_Prompt_
Can you swap every "drop a point on" in the records below for "mark" and return all their lines otherwise unchanged, leaving out the pictures?

########################################

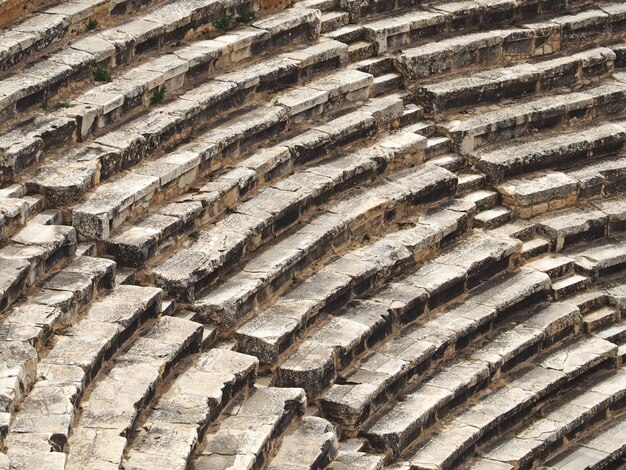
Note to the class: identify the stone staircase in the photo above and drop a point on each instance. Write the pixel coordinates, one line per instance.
(322, 234)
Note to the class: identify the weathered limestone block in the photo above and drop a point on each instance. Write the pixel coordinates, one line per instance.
(312, 444)
(241, 440)
(529, 156)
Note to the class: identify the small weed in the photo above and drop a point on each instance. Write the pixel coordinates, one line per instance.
(101, 75)
(245, 16)
(224, 23)
(92, 25)
(371, 174)
(158, 95)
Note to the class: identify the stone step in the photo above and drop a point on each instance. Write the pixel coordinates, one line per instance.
(377, 66)
(600, 319)
(556, 266)
(282, 203)
(569, 285)
(32, 251)
(484, 125)
(534, 247)
(179, 417)
(493, 218)
(484, 199)
(568, 227)
(536, 154)
(260, 422)
(528, 388)
(573, 413)
(616, 333)
(449, 161)
(116, 46)
(332, 20)
(312, 443)
(60, 22)
(32, 323)
(603, 448)
(470, 182)
(135, 244)
(73, 362)
(602, 257)
(545, 191)
(315, 361)
(398, 31)
(351, 456)
(495, 85)
(381, 373)
(590, 300)
(267, 335)
(425, 128)
(395, 429)
(16, 211)
(437, 146)
(386, 83)
(68, 179)
(229, 301)
(116, 399)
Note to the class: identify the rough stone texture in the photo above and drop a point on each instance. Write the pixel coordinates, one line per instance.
(388, 234)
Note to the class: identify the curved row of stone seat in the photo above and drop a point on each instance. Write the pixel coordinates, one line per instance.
(16, 209)
(268, 335)
(338, 225)
(494, 85)
(312, 444)
(568, 227)
(487, 48)
(177, 420)
(133, 244)
(132, 91)
(587, 403)
(527, 388)
(33, 250)
(380, 375)
(108, 207)
(247, 434)
(29, 325)
(116, 399)
(601, 450)
(72, 362)
(398, 426)
(395, 31)
(483, 126)
(544, 191)
(189, 270)
(67, 19)
(118, 45)
(330, 347)
(548, 152)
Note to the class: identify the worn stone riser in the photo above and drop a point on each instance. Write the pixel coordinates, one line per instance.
(51, 39)
(502, 425)
(340, 242)
(230, 156)
(444, 352)
(288, 217)
(439, 415)
(517, 84)
(398, 319)
(125, 53)
(502, 133)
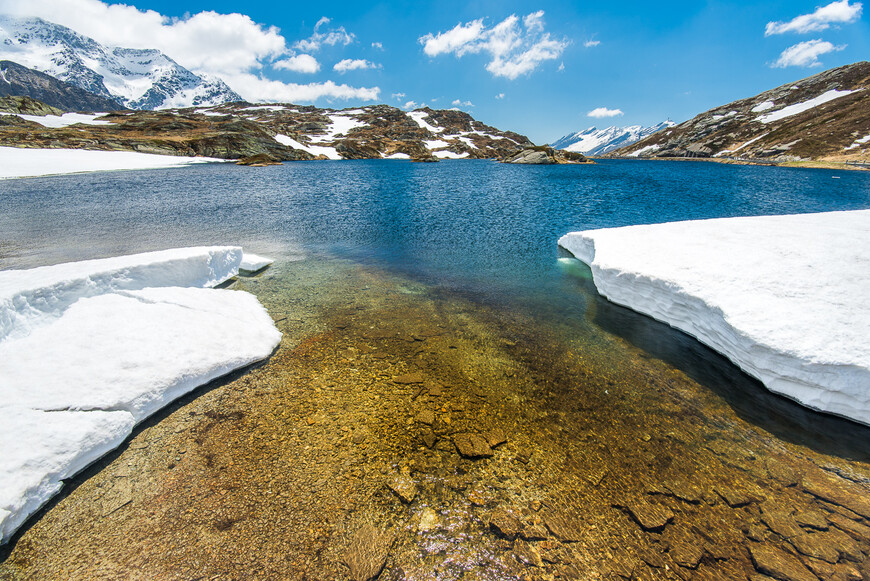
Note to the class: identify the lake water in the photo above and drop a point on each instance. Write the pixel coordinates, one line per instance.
(448, 273)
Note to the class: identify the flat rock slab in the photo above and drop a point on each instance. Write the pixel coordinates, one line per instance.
(472, 445)
(779, 564)
(837, 490)
(651, 517)
(367, 553)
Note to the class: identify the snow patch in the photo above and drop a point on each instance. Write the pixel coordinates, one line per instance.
(805, 106)
(89, 349)
(763, 107)
(24, 162)
(783, 297)
(419, 118)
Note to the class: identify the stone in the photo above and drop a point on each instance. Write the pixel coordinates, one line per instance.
(367, 553)
(735, 497)
(403, 487)
(495, 437)
(562, 527)
(816, 546)
(852, 528)
(426, 417)
(651, 517)
(527, 554)
(472, 445)
(504, 523)
(687, 554)
(838, 491)
(779, 564)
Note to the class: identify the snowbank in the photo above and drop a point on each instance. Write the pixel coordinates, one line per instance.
(783, 297)
(89, 349)
(19, 162)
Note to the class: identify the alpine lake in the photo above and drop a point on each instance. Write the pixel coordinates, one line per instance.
(451, 398)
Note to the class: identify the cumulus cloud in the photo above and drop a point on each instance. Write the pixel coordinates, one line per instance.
(303, 63)
(841, 12)
(515, 47)
(805, 54)
(327, 36)
(602, 112)
(230, 46)
(345, 65)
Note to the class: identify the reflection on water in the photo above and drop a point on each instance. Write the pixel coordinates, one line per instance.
(449, 400)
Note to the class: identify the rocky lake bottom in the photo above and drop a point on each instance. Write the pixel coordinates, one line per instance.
(405, 430)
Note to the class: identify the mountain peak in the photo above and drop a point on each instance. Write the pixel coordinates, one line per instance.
(137, 78)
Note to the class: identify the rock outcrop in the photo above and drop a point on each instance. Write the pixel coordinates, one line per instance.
(544, 155)
(825, 117)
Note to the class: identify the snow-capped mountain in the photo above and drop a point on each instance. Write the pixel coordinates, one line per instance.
(138, 78)
(594, 141)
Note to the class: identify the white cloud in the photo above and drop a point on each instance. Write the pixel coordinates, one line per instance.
(805, 54)
(230, 46)
(302, 63)
(329, 37)
(602, 112)
(206, 42)
(258, 89)
(345, 65)
(515, 49)
(821, 19)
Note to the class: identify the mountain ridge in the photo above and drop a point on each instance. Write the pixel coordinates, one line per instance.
(821, 118)
(136, 78)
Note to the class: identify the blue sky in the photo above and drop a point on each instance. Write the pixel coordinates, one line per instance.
(650, 61)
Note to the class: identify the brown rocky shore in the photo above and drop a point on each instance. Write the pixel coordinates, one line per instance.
(403, 433)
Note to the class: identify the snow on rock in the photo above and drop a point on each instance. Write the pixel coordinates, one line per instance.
(783, 297)
(16, 162)
(447, 154)
(419, 118)
(66, 119)
(89, 349)
(329, 152)
(252, 262)
(805, 106)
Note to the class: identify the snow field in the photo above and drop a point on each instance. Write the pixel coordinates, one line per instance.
(783, 297)
(89, 349)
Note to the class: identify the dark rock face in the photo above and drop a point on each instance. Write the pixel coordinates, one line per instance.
(746, 129)
(16, 80)
(543, 155)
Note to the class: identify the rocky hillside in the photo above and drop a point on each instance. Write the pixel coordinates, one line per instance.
(281, 132)
(594, 141)
(137, 78)
(825, 117)
(16, 80)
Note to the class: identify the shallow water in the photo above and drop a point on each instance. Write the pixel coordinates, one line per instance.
(420, 302)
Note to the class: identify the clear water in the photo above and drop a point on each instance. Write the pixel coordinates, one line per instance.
(459, 261)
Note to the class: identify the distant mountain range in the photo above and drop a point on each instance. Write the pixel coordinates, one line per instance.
(594, 141)
(136, 78)
(825, 117)
(20, 81)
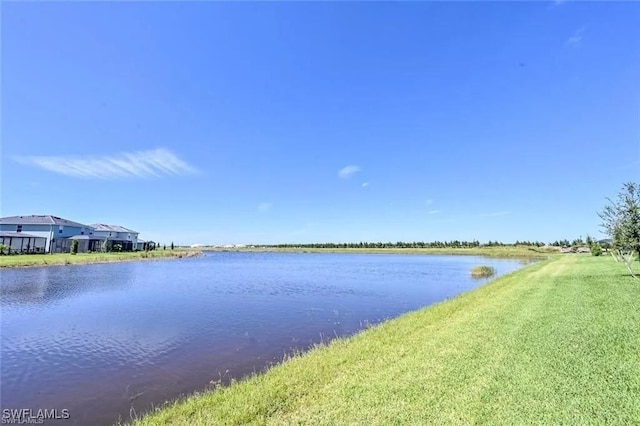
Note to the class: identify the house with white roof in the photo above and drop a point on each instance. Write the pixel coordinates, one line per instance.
(116, 235)
(43, 233)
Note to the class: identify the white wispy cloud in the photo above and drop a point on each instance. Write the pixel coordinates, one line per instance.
(264, 207)
(139, 164)
(496, 214)
(576, 39)
(348, 171)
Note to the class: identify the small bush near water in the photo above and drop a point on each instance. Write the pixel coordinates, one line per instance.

########################################

_Exercise solution_
Note to the class: identify the stone staircase in the photo above and mark each instance. Write the pixel coordinates, one line per instance.
(322, 234)
Note to the class: identify the weathered limestone block in the photo above and mark each instance. Write the pixel coordinates, one line per instance.
(312, 444)
(241, 440)
(529, 156)
Note to the class: identify the small weed in the photo above and mark each instance. Write the pixel coordinates, one line per instance.
(101, 75)
(245, 16)
(224, 23)
(92, 25)
(371, 174)
(158, 95)
Note to the class: identify the stone step in the photo above and mark each instance. Write the pixel coordinates, one line per instance.
(377, 66)
(600, 319)
(556, 266)
(282, 203)
(569, 285)
(32, 251)
(484, 125)
(534, 247)
(179, 417)
(493, 218)
(484, 199)
(568, 227)
(536, 154)
(260, 422)
(528, 388)
(573, 413)
(616, 333)
(449, 161)
(116, 46)
(332, 20)
(312, 443)
(60, 22)
(32, 323)
(603, 448)
(470, 182)
(135, 244)
(73, 362)
(602, 257)
(545, 191)
(315, 361)
(398, 31)
(351, 456)
(495, 85)
(381, 373)
(590, 300)
(267, 335)
(425, 128)
(395, 429)
(16, 211)
(437, 146)
(386, 83)
(68, 179)
(229, 301)
(116, 399)
Note to the class: identify the rough stone texture in the photo above and mark each instance. Write the pixel coordinates, one line per instance.
(388, 234)
Note to the class: identify the curved row of stone seat in the photo above and mark each instance. Write the pixel coordinates, one line per instance.
(16, 209)
(268, 335)
(338, 225)
(494, 85)
(312, 444)
(568, 227)
(487, 48)
(177, 420)
(133, 244)
(132, 91)
(587, 403)
(527, 388)
(33, 250)
(380, 375)
(108, 207)
(247, 434)
(29, 325)
(116, 399)
(601, 450)
(72, 362)
(398, 426)
(395, 31)
(483, 126)
(544, 191)
(189, 270)
(67, 19)
(118, 45)
(330, 347)
(548, 152)
Note to the class: identify the worn stone riser in the photo above and mark each instance. Write the pixel coordinates, one line per instance.
(51, 39)
(502, 425)
(340, 242)
(230, 156)
(444, 352)
(288, 217)
(439, 415)
(517, 84)
(398, 319)
(125, 53)
(502, 133)
Note to the class: identify the lake water in the photo above and mark each instance. Write the pixel coordinates, one line per instance.
(448, 273)
Note to the class: identify the flat rock slab in the photo above and mark each instance. Write the pixel coordinates, one line per instance.
(472, 445)
(779, 564)
(837, 490)
(651, 517)
(367, 553)
Note to the class: identify the snow patch in the photo above and mark each instance. Write the pixel coordinates, one line per instance.
(805, 106)
(89, 349)
(763, 107)
(24, 162)
(783, 297)
(419, 118)
Note to the class: identify the stone in the photo above and mark each instance. Write the pixel coordinates, one line per instance.
(367, 553)
(735, 497)
(403, 487)
(495, 437)
(562, 527)
(816, 546)
(852, 528)
(426, 417)
(651, 517)
(527, 554)
(472, 445)
(504, 523)
(687, 554)
(838, 491)
(779, 564)
Note to the class: identify the snowbank in the photo above and mark each instance. Write the pixel coordinates, one line per instance.
(783, 297)
(89, 349)
(19, 162)
Note to the class: identify the alpine lake in the photo above and mark each instance. Write the pixel coordinates, one line per instance.
(451, 398)
Note to the class: identify the cumulus cloud in the photo above and mark each instance. Write the pixel coordinates, one line per instance.
(303, 63)
(841, 12)
(515, 47)
(805, 54)
(327, 36)
(602, 112)
(230, 46)
(345, 65)
Note to the class: identify the reflection on water in the photo above and mark each instance. Write the pixel coordinates, one line per instance.
(449, 400)
Note to the class: identify the rocky lake bottom in the photo above and mark each instance. Write the pixel coordinates, one line per instance.
(405, 430)
Note to the class: identify the mountain peak in the photo above and mark each instance. Write the pixel coordinates, one line per instance.
(137, 78)
Note to the class: identify the rock outcrop in the photo above and mark each instance. Write the pixel coordinates, one line per instance.
(544, 155)
(825, 117)
Note to the class: identify the snow-capped mountain in the photo above and mark each instance. Write the pixel coordinates, one line per instance.
(138, 78)
(594, 141)
Note to the class: identify the white cloud in the photo above and mark each instance. Write the pixel coordinates, one line per instance.
(805, 54)
(230, 46)
(302, 63)
(329, 37)
(602, 112)
(206, 42)
(258, 89)
(345, 65)
(515, 49)
(821, 19)
Note to the class: identify the mountain ridge in the photo above and mark each instance. Write the pixel coordinates, one line per instance.
(821, 118)
(136, 78)
Note to the class: identify the blue sky in the photo above and mark each instance. Write the pixel coordinates, one line per instance.
(650, 61)
Note to the class: identify the brown rocky shore in the photo above and mark each instance. Write the pixel coordinates, one line per instance.
(403, 433)
Note to the class: identify the snow on rock in the photo above and mark each instance. Write the pixel coordinates, one line per instance.
(783, 297)
(16, 162)
(447, 154)
(419, 118)
(66, 119)
(89, 349)
(329, 152)
(252, 262)
(805, 106)
Note to the class: identify the snow field in the photo above and mark each instance. Write the pixel coordinates, one line per instance.
(783, 297)
(89, 349)
Note to the class: identify the dark rock face in the photo above and mark each instance. Write the pixel coordinates, one line per instance.
(746, 129)
(16, 80)
(543, 155)
Note to the class: identify the rocky hillside in the photo above and mark each instance. Write the pixel coordinates, one line per instance.
(281, 132)
(594, 141)
(137, 78)
(825, 117)
(16, 80)
Note to the class: identify the shallow water in the photo above and mark each instance. Write the pixel coordinates, one line per instance.
(420, 302)
Note to the class: identify the clear water in the photo above and mark each instance. Write the pixel coordinates, one line per instance.
(459, 261)
Note to the class: identify the distant mountain range in the photo above and mark each instance. Write the pixel coordinates, one line per instance.
(594, 141)
(136, 78)
(825, 117)
(20, 81)
Note to the class: identify the house with white roof in the photo above and mark each instance. Write the pixel coordinates, one line per instance.
(116, 235)
(43, 233)
Note to the class: identify the white wispy cloud in the photo above and mark each instance. Write the pixel coordinates, one line per instance.
(264, 207)
(139, 164)
(496, 214)
(576, 39)
(348, 171)
Note to the class: identify the small bush near water in the photo above and mark each instance. Write the pixel coordinates, one line per instance.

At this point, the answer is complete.